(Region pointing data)
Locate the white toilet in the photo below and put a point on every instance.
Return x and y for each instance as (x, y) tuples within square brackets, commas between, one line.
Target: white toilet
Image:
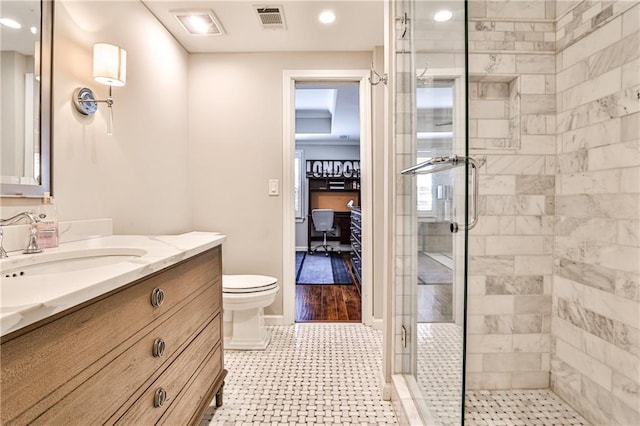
[(244, 298)]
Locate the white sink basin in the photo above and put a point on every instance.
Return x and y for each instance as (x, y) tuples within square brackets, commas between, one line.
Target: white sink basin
[(17, 291), (55, 263)]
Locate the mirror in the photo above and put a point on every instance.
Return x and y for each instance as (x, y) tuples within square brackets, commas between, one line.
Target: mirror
[(25, 104)]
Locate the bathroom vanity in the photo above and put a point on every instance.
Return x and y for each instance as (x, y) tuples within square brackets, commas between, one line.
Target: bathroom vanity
[(117, 350)]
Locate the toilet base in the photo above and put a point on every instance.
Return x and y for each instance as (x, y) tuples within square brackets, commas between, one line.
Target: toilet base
[(245, 330)]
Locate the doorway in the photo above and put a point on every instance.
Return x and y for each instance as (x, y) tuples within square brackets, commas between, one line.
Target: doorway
[(327, 202), (317, 176)]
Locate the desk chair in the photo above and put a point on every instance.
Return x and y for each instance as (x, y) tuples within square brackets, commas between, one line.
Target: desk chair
[(323, 222)]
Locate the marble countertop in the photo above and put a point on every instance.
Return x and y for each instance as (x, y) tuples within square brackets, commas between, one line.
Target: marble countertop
[(37, 297)]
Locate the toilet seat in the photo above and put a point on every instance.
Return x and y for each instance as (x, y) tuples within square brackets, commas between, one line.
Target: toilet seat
[(237, 284)]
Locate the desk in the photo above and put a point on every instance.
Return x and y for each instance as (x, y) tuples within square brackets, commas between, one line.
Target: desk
[(322, 197)]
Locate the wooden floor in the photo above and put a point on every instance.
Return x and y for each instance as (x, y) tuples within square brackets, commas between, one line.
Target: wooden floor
[(329, 302)]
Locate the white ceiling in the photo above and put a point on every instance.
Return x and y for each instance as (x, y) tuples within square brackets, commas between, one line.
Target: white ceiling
[(358, 26), (27, 13)]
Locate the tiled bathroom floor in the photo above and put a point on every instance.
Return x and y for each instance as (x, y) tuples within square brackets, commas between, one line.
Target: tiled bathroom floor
[(310, 374), (329, 374)]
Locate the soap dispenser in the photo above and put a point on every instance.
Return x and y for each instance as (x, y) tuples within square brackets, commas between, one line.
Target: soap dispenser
[(47, 228)]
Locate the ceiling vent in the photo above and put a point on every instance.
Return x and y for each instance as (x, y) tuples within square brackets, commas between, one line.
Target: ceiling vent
[(271, 17)]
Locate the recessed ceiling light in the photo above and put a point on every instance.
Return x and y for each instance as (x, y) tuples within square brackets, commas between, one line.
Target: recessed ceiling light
[(11, 23), (199, 22), (327, 17), (443, 15)]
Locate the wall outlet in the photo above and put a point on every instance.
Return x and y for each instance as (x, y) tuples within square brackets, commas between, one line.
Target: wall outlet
[(274, 187)]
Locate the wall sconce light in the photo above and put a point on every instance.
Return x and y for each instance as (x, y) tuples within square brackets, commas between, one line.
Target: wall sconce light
[(110, 68)]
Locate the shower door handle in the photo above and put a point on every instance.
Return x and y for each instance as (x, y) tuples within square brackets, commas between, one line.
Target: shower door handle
[(455, 226), (438, 164)]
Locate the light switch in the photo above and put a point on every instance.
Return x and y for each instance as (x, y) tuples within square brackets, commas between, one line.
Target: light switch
[(274, 187)]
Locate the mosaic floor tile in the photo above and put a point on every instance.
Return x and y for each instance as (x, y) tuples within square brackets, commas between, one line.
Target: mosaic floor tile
[(329, 374), (309, 374)]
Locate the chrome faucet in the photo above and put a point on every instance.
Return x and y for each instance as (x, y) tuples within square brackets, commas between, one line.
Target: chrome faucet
[(32, 246)]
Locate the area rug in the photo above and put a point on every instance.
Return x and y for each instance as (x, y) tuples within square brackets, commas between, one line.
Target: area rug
[(321, 269)]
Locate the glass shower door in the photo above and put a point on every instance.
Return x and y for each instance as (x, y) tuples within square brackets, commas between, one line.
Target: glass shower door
[(444, 206)]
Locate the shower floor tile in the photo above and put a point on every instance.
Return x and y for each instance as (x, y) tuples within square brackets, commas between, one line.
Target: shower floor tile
[(310, 374), (519, 407)]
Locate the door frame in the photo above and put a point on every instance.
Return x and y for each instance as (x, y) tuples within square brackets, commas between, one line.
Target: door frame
[(289, 79)]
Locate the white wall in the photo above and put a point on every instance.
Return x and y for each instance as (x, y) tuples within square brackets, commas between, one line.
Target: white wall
[(139, 175), (235, 103)]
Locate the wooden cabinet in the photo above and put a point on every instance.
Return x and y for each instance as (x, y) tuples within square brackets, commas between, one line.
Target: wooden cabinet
[(146, 353)]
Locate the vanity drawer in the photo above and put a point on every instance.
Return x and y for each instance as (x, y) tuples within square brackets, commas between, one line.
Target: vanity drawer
[(172, 382), (40, 364), (121, 381), (191, 399)]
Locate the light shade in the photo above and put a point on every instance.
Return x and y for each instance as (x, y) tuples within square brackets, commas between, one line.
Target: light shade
[(109, 64)]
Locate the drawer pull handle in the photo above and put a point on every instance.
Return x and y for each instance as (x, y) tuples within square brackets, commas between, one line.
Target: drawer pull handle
[(158, 348), (159, 398), (157, 297)]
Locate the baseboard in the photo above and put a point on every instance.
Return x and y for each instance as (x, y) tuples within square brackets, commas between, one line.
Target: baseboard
[(377, 324), (274, 320)]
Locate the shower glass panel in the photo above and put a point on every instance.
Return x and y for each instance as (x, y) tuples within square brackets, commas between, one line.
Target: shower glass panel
[(441, 192)]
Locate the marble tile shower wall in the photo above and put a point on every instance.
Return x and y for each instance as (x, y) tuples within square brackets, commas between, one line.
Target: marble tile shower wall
[(512, 128), (405, 276), (596, 310)]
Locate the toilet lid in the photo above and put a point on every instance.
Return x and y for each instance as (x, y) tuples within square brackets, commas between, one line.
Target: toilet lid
[(247, 283)]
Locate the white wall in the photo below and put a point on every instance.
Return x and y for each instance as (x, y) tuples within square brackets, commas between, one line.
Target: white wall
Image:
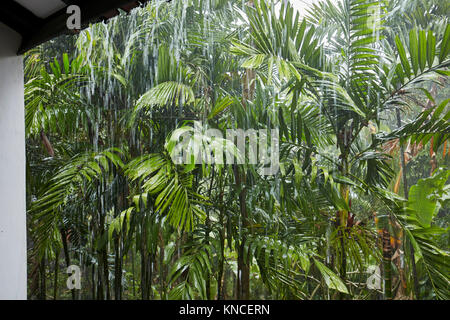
[(13, 265)]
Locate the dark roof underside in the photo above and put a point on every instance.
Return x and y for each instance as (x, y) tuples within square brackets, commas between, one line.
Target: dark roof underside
[(36, 30)]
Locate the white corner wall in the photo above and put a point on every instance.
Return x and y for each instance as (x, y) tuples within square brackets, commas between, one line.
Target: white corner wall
[(13, 250)]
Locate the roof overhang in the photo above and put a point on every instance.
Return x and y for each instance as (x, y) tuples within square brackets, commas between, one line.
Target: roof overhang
[(40, 21)]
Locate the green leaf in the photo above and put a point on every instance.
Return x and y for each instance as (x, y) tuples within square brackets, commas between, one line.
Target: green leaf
[(423, 196), (331, 279), (403, 58), (414, 50)]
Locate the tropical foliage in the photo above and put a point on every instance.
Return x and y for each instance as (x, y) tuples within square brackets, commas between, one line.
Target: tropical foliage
[(358, 208)]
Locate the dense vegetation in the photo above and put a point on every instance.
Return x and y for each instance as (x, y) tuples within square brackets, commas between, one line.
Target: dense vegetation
[(359, 92)]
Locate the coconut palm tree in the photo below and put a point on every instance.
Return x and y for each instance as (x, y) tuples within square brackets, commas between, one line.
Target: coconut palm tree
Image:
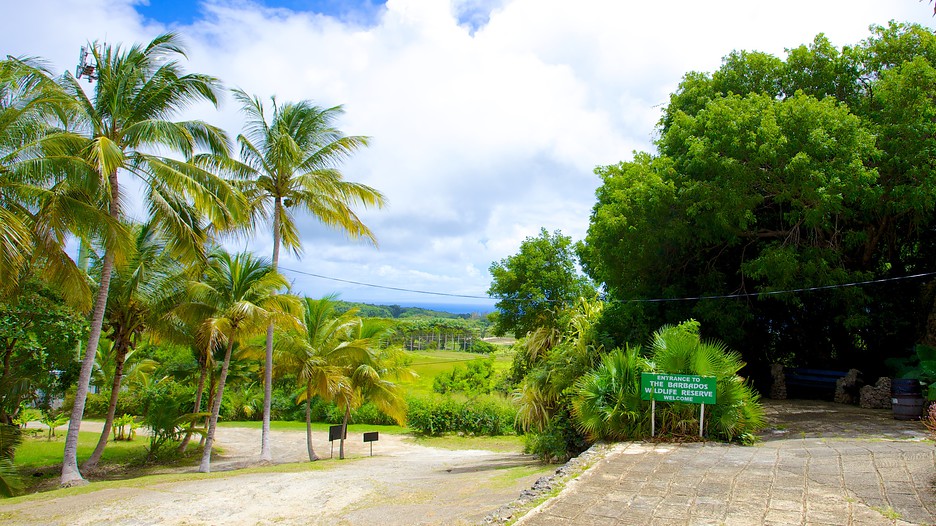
[(237, 298), (126, 118), (318, 354), (142, 288), (371, 376), (42, 196), (290, 163)]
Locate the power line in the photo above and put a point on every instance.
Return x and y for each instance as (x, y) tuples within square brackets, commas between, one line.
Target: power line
[(778, 292), (648, 300)]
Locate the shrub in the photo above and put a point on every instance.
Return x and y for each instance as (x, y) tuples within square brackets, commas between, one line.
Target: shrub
[(607, 403), (558, 441), (476, 378), (490, 416), (481, 347)]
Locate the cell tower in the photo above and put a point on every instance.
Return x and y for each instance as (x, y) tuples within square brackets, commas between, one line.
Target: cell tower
[(85, 67)]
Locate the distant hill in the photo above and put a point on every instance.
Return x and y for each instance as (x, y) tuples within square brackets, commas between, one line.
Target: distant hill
[(369, 310)]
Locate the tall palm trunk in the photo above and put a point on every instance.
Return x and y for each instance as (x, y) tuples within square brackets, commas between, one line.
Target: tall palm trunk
[(71, 476), (344, 431), (205, 466), (212, 390), (265, 454), (119, 360), (312, 456), (199, 391)]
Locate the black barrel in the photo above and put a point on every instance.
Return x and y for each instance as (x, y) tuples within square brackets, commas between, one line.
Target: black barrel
[(907, 400)]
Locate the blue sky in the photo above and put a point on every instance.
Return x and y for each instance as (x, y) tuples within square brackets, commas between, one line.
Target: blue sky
[(184, 12), (486, 117)]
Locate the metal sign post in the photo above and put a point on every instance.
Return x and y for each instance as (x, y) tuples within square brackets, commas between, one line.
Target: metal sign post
[(685, 388), (334, 433), (371, 437)]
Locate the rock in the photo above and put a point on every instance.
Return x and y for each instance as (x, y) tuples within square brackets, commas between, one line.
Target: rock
[(847, 388), (877, 396)]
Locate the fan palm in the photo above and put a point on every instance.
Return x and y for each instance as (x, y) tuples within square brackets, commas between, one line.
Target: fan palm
[(607, 404), (237, 298), (290, 162), (138, 91)]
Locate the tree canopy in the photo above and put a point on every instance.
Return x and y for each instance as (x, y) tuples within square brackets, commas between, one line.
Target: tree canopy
[(537, 283), (806, 175)]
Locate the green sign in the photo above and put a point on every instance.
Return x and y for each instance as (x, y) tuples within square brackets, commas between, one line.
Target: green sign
[(677, 388)]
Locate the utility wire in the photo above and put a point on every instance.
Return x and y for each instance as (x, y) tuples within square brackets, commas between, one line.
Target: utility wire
[(638, 300), (777, 292)]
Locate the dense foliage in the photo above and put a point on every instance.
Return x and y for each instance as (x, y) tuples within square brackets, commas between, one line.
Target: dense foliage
[(490, 416), (775, 175), (536, 284)]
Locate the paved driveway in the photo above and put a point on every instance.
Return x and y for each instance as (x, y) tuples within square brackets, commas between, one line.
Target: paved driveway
[(819, 463)]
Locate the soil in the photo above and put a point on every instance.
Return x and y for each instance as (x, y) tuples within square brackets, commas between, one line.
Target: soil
[(402, 483)]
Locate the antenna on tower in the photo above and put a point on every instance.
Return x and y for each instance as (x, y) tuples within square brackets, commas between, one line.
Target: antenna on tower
[(85, 67)]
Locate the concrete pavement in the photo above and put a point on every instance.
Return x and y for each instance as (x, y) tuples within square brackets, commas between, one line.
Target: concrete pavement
[(819, 463)]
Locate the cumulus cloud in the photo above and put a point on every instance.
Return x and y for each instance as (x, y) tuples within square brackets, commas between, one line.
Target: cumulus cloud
[(487, 117)]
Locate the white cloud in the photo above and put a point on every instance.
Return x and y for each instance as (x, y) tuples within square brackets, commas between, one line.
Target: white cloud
[(486, 116)]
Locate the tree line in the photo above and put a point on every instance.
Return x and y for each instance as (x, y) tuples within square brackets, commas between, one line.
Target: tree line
[(64, 155), (789, 210)]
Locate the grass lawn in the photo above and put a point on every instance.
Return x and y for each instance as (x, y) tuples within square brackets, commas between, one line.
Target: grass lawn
[(39, 452), (278, 425), (429, 364)]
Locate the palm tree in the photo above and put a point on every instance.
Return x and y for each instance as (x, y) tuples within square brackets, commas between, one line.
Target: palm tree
[(370, 376), (40, 197), (290, 162), (237, 297), (138, 91), (317, 352), (142, 287)]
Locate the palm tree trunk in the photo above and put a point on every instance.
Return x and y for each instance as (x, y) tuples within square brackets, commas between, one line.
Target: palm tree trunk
[(265, 454), (205, 466), (199, 391), (212, 390), (312, 456), (344, 431), (119, 360), (71, 476)]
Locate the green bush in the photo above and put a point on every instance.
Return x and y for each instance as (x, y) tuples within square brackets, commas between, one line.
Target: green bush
[(490, 416), (476, 378), (607, 404), (558, 441), (481, 347)]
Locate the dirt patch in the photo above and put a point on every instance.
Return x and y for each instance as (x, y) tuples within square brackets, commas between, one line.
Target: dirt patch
[(402, 483)]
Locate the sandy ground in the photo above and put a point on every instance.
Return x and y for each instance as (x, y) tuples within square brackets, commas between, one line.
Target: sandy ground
[(402, 483)]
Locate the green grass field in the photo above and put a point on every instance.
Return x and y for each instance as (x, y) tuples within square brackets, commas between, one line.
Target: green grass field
[(429, 364), (38, 452)]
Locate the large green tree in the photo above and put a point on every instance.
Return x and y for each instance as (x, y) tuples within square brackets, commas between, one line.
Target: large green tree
[(124, 120), (536, 284), (290, 164), (315, 354), (143, 287), (38, 337), (773, 175), (237, 297), (43, 194)]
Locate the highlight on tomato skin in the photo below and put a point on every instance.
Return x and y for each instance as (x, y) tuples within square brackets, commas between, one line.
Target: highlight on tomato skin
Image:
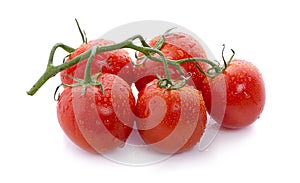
[(170, 121), (93, 121), (239, 91)]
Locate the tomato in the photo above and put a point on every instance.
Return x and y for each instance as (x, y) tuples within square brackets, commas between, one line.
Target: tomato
[(170, 121), (96, 121), (236, 97), (176, 46), (115, 62)]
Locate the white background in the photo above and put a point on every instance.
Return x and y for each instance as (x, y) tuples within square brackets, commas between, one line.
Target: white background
[(34, 148)]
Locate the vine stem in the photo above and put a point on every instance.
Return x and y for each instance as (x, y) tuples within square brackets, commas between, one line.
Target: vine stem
[(147, 50), (52, 70)]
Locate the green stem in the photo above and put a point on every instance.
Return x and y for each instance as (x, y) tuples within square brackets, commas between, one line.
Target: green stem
[(87, 72), (53, 50)]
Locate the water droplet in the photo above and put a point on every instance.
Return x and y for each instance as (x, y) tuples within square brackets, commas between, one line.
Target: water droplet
[(93, 105), (98, 122), (106, 122), (180, 53), (81, 122), (106, 111), (247, 95)]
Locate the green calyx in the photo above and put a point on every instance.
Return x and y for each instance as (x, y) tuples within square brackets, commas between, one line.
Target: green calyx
[(148, 53), (88, 79)]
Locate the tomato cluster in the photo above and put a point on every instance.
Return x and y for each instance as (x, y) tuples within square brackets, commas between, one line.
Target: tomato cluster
[(178, 88)]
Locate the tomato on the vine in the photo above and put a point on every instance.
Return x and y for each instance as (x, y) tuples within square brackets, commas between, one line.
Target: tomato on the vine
[(97, 120), (176, 46), (170, 121), (116, 62), (236, 97)]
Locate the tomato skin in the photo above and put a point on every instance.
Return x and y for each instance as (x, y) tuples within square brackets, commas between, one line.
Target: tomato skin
[(241, 96), (170, 121), (116, 62), (97, 122), (176, 46)]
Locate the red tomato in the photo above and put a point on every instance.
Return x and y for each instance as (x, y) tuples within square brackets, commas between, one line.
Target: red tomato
[(236, 97), (176, 46), (170, 121), (95, 121), (116, 62)]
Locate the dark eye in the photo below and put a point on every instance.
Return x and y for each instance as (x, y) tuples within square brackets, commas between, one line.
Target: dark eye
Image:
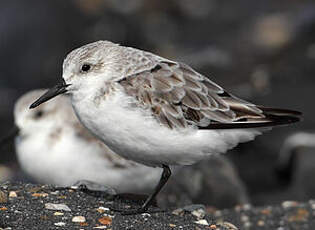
[(39, 114), (85, 67)]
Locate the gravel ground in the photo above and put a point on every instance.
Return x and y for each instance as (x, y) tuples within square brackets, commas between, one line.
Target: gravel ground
[(27, 206)]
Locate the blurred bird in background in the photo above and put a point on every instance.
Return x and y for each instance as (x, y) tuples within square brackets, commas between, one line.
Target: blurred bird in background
[(261, 52)]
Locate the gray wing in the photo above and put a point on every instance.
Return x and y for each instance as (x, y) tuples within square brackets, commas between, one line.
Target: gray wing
[(178, 97)]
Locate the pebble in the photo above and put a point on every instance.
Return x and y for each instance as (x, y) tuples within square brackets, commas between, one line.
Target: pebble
[(78, 219), (102, 209), (3, 198), (244, 218), (59, 207), (260, 223), (178, 211), (229, 225), (58, 214), (289, 204), (60, 224), (200, 213), (12, 194), (202, 222)]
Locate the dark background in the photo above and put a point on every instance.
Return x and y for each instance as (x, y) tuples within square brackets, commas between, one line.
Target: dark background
[(262, 51)]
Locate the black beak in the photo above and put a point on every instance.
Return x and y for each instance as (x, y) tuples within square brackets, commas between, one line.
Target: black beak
[(53, 92), (10, 136)]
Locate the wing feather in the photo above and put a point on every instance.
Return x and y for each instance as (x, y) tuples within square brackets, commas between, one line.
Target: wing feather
[(179, 96)]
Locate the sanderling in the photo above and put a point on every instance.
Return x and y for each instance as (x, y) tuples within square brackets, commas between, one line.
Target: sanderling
[(156, 111), (53, 147)]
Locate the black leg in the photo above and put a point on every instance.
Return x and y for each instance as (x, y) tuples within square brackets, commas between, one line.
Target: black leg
[(164, 178)]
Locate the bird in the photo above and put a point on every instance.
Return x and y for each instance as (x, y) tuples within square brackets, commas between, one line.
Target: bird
[(156, 111), (53, 147)]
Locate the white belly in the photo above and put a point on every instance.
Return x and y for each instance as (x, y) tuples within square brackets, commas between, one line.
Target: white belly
[(136, 135)]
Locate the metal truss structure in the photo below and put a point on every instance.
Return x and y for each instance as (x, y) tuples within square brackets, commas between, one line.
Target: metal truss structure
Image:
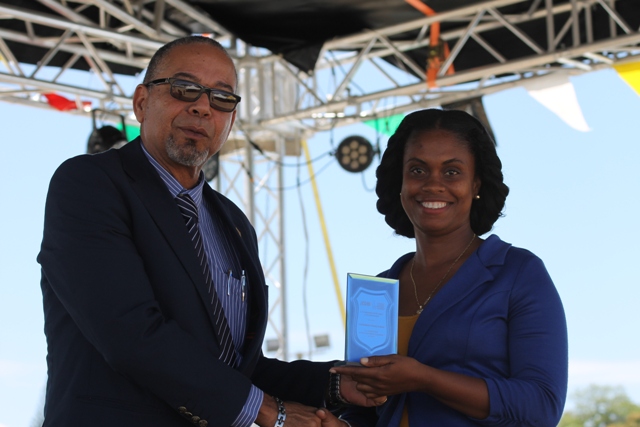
[(353, 80)]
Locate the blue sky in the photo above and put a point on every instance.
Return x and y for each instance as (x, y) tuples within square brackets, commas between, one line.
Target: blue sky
[(574, 202)]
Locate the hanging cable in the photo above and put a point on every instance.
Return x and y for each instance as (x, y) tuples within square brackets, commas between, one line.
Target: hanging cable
[(305, 306), (325, 234)]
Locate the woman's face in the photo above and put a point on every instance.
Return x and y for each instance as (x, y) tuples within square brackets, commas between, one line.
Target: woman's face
[(438, 183)]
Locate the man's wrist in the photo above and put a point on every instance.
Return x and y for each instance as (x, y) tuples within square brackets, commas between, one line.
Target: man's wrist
[(282, 413), (335, 399)]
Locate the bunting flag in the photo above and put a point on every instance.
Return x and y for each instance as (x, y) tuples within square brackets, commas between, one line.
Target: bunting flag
[(557, 93), (61, 103), (630, 73), (386, 125)]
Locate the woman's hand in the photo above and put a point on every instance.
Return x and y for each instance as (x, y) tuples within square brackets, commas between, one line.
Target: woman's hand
[(350, 392), (328, 419), (384, 375), (393, 374)]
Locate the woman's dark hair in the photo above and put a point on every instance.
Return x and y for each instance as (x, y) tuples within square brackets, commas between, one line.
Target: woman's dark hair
[(493, 192)]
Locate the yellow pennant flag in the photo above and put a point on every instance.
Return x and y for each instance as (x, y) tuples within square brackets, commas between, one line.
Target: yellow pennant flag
[(630, 73)]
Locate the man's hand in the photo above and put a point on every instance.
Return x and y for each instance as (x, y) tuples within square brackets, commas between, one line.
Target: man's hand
[(298, 415), (380, 376), (328, 419), (350, 392)]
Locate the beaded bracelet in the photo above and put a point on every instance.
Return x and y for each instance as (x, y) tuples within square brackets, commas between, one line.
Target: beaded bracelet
[(282, 413)]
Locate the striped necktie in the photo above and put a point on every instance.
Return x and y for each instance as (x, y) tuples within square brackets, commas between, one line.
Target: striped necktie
[(189, 212)]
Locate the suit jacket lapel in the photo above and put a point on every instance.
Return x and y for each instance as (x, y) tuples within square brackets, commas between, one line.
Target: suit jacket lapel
[(240, 237), (165, 213)]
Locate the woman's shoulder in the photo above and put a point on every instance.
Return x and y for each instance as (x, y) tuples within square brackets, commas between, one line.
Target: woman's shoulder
[(495, 251), (394, 271)]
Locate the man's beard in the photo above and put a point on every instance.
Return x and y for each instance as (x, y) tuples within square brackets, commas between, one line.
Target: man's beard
[(186, 154)]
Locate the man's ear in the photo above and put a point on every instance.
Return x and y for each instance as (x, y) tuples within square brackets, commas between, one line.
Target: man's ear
[(140, 97)]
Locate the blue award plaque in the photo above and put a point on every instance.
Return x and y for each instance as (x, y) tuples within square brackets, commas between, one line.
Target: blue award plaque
[(372, 317)]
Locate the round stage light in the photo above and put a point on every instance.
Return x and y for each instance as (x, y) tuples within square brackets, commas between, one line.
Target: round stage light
[(355, 154)]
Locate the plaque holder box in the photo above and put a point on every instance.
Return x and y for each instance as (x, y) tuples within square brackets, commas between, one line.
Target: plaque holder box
[(372, 317)]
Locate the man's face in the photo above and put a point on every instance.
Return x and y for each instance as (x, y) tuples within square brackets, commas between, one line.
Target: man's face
[(181, 135)]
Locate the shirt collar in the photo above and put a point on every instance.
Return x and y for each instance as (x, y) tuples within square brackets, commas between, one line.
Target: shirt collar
[(174, 187)]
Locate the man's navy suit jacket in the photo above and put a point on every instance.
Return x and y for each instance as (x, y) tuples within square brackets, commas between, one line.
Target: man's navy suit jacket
[(128, 325)]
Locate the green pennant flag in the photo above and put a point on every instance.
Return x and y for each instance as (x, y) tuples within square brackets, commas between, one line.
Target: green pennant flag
[(130, 131), (386, 125)]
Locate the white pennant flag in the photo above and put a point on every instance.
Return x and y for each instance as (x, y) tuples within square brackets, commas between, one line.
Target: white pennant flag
[(557, 93)]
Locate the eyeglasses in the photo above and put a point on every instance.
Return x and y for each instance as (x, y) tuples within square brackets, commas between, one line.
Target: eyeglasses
[(185, 90)]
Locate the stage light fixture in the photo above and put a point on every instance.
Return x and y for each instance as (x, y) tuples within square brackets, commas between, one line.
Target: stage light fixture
[(355, 154), (105, 137)]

What you will do:
Track down every line in the entries that includes the string "truss", and copy it.

Exercise result:
Locate the metal truss structure in the photo below and put a point on every instance.
Target: metal truss structure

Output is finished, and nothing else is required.